AIM OF THE TASK – Set out each line of the data below as a JSON list of strings, one string per line, with blank lines left out.

SUPPLIED MATERIAL –
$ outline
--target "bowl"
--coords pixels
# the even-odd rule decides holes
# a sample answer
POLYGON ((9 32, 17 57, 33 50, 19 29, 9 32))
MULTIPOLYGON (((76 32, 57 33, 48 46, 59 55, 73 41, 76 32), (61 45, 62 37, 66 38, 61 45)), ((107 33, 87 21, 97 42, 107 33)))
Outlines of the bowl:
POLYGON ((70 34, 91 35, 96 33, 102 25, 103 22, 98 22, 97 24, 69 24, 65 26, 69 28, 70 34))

SOLUTION TO THE EXERCISE –
[
  "$ outline",
  "--target \"bowl\"",
  "--coords pixels",
  "# the even-odd rule decides holes",
  "# a sample answer",
  "POLYGON ((9 32, 17 57, 33 50, 19 29, 9 32))",
  "MULTIPOLYGON (((76 32, 57 33, 48 46, 59 55, 73 41, 76 32), (61 45, 62 37, 66 38, 61 45)), ((107 33, 87 21, 97 42, 107 33)))",
  "Outlines of the bowl:",
  "POLYGON ((70 34, 91 35, 96 33, 102 25, 103 22, 98 22, 97 24, 69 24, 65 26, 69 28, 70 34))"
]